[Location annotation dataset excerpts]
>> begin
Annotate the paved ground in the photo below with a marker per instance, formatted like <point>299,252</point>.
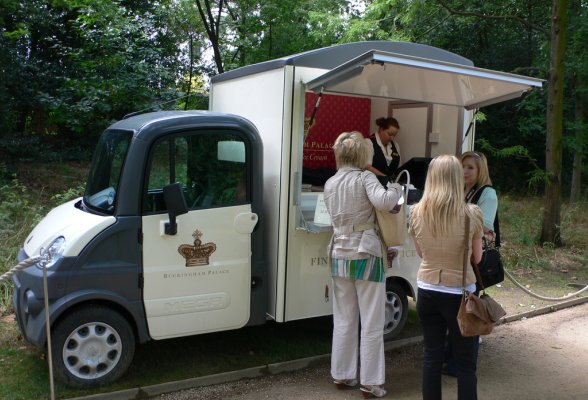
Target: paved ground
<point>540,358</point>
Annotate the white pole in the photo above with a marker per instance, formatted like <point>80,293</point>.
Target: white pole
<point>48,326</point>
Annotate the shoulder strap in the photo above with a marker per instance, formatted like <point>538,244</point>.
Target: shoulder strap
<point>466,249</point>
<point>474,199</point>
<point>465,258</point>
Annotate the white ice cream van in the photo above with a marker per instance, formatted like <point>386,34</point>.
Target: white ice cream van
<point>202,221</point>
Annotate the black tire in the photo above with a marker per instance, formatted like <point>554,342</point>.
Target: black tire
<point>396,310</point>
<point>92,346</point>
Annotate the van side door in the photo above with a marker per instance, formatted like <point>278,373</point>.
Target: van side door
<point>199,279</point>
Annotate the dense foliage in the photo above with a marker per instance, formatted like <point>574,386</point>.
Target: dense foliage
<point>70,67</point>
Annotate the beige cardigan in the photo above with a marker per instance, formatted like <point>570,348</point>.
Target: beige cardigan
<point>442,262</point>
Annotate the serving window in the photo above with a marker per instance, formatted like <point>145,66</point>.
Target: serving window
<point>335,115</point>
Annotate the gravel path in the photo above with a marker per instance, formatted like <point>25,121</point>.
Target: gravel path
<point>540,358</point>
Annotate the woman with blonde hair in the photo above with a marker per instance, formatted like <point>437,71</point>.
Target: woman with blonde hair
<point>357,266</point>
<point>437,225</point>
<point>478,190</point>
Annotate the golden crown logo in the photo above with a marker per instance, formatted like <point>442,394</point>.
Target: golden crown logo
<point>197,254</point>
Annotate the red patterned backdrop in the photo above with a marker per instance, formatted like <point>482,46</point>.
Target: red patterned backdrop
<point>335,114</point>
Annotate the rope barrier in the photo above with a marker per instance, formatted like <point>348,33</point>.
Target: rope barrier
<point>524,289</point>
<point>21,265</point>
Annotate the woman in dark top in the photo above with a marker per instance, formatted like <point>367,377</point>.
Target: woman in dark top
<point>386,157</point>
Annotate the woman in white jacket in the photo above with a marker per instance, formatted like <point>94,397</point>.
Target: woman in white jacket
<point>357,266</point>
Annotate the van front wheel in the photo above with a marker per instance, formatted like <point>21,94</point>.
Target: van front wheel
<point>396,312</point>
<point>92,346</point>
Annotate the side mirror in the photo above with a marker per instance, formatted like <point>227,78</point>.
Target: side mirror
<point>176,205</point>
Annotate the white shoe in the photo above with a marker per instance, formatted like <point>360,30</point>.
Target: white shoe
<point>372,391</point>
<point>345,383</point>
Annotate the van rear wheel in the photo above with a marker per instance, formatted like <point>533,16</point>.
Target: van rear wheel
<point>396,310</point>
<point>92,346</point>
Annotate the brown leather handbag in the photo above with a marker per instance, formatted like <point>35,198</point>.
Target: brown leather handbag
<point>477,314</point>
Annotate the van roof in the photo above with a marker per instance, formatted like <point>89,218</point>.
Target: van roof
<point>333,56</point>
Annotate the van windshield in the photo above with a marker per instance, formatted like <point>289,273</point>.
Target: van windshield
<point>107,164</point>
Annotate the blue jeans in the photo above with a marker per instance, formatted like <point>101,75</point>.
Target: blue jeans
<point>438,314</point>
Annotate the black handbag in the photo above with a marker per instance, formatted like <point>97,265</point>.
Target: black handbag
<point>490,267</point>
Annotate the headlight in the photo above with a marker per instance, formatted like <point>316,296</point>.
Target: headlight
<point>53,253</point>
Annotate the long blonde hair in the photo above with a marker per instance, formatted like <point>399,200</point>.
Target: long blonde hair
<point>443,201</point>
<point>351,150</point>
<point>482,165</point>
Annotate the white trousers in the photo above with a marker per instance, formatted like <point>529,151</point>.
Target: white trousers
<point>352,300</point>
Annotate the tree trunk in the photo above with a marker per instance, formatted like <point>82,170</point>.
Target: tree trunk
<point>576,189</point>
<point>551,226</point>
<point>579,128</point>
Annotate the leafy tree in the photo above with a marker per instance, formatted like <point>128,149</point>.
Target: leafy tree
<point>73,66</point>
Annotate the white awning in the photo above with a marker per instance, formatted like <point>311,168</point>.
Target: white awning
<point>401,77</point>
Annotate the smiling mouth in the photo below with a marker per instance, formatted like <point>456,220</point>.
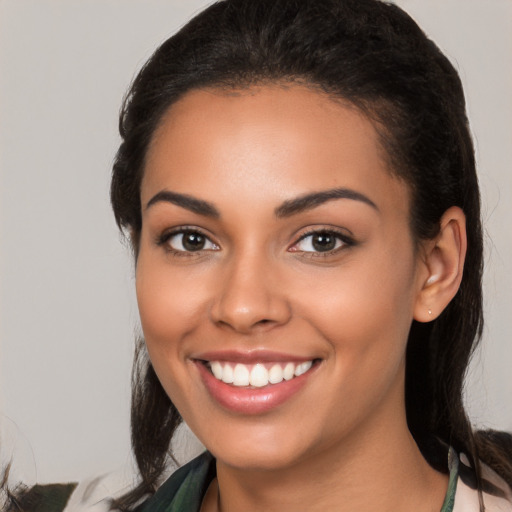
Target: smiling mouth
<point>257,375</point>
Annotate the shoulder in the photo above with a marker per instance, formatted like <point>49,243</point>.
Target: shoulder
<point>40,498</point>
<point>497,495</point>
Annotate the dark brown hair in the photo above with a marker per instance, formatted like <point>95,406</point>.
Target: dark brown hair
<point>373,55</point>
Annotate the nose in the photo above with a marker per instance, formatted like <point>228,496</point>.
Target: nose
<point>251,297</point>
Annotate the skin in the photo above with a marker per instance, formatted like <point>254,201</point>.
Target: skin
<point>257,285</point>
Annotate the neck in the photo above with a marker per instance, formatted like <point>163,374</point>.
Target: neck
<point>381,470</point>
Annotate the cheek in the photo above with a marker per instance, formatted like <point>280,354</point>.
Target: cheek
<point>365,309</point>
<point>169,303</point>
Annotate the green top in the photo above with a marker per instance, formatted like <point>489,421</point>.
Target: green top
<point>185,489</point>
<point>43,498</point>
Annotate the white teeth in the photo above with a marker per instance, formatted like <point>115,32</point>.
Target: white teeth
<point>217,369</point>
<point>241,375</point>
<point>289,371</point>
<point>275,375</point>
<point>258,375</point>
<point>302,368</point>
<point>227,374</point>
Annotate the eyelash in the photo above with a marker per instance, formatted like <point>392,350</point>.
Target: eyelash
<point>164,241</point>
<point>346,241</point>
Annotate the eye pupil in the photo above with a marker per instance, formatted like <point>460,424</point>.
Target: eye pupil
<point>324,242</point>
<point>193,241</point>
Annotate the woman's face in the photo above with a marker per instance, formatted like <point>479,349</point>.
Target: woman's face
<point>276,253</point>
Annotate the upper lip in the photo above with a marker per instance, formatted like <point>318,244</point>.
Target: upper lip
<point>251,356</point>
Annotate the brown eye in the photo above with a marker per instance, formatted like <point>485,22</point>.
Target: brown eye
<point>190,241</point>
<point>323,241</point>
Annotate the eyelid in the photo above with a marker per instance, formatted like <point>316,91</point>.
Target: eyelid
<point>342,235</point>
<point>164,238</point>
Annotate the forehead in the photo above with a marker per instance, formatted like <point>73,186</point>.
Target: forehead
<point>271,142</point>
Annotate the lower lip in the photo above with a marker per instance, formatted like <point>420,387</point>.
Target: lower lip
<point>252,400</point>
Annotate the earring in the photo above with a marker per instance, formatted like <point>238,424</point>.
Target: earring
<point>432,279</point>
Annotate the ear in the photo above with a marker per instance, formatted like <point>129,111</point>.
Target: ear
<point>443,264</point>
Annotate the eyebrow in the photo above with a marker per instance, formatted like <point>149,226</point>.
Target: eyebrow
<point>185,201</point>
<point>287,208</point>
<point>310,201</point>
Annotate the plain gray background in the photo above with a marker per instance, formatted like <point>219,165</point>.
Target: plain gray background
<point>68,314</point>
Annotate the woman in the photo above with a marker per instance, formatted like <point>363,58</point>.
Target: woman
<point>298,183</point>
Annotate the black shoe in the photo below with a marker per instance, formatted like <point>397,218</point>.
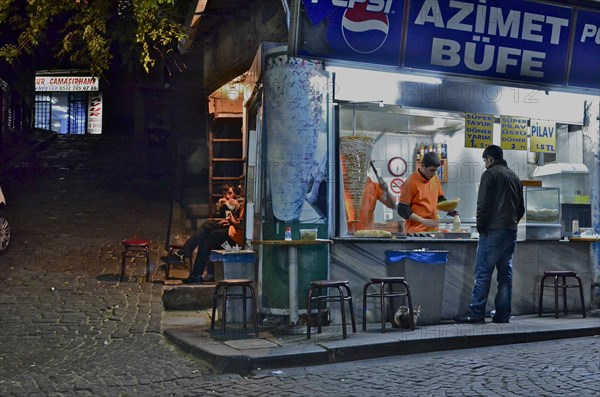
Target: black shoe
<point>192,280</point>
<point>469,320</point>
<point>174,258</point>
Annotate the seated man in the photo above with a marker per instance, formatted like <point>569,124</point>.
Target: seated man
<point>227,207</point>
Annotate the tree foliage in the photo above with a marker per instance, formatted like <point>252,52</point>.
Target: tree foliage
<point>92,33</point>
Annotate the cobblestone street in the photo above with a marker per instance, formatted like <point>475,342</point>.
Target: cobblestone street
<point>68,327</point>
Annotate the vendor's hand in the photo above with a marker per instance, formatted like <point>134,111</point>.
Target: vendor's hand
<point>431,223</point>
<point>232,204</point>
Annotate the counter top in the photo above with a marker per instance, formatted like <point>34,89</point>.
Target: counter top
<point>398,239</point>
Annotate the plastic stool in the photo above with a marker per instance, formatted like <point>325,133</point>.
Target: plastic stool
<point>172,248</point>
<point>344,294</point>
<point>563,274</point>
<point>135,248</point>
<point>225,296</point>
<point>382,295</point>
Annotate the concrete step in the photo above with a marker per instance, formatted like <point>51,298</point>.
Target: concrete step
<point>188,297</point>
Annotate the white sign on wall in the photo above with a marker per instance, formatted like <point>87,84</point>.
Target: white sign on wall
<point>66,83</point>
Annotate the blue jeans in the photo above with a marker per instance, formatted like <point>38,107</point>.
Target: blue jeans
<point>494,251</point>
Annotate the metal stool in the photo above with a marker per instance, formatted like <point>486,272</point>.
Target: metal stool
<point>344,295</point>
<point>382,295</point>
<point>174,247</point>
<point>225,296</point>
<point>135,248</point>
<point>563,274</point>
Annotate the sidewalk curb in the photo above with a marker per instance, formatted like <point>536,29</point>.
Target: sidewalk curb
<point>366,344</point>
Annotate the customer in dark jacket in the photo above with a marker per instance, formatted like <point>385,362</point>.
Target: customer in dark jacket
<point>500,206</point>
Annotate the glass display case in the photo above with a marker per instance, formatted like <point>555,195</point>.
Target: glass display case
<point>542,214</point>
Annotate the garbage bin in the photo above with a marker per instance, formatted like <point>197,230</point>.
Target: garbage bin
<point>235,265</point>
<point>424,272</point>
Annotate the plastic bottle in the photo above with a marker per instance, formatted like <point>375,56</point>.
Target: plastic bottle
<point>575,227</point>
<point>456,223</point>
>> end
Aim:
Find the line containing "Annotate the white sign". Reproduce it exactly, along with every line after it through the last.

Response to this exercise:
Annotate the white sign on wall in the photo above with a marker per instance, formatted like <point>87,84</point>.
Target: white sign on wall
<point>66,83</point>
Annotate the blue jeans in the photo above with a marker per instance, formatted like <point>38,107</point>.
Target: blue jeans
<point>494,251</point>
Annotate the metal stool in the photo above with a marker per instance, formatted like <point>486,272</point>.
Target: metal stool
<point>344,295</point>
<point>382,295</point>
<point>174,247</point>
<point>225,296</point>
<point>135,248</point>
<point>563,274</point>
Annotate the sidewalk curb in the photo above with a marker per instance, formatted like <point>536,29</point>.
Target: sidewalk curb
<point>366,344</point>
Annotate the customer in dark jacket in the photo above with a marker per instance, formatted like <point>385,362</point>.
Target: customer in dark jacket
<point>500,206</point>
Annotate the glass display case in the photo above with a marker per instance, formatted like <point>555,195</point>.
Target: glass display case
<point>542,214</point>
Annotate the garbage bin in the photo above with a marker per instance, formatted like <point>197,230</point>.
Target: garbage bin
<point>235,265</point>
<point>424,272</point>
Annotate the plastic bottle in the photo above with a marker per instance, formatted like <point>375,56</point>.
Target: plastic bottle
<point>575,227</point>
<point>456,223</point>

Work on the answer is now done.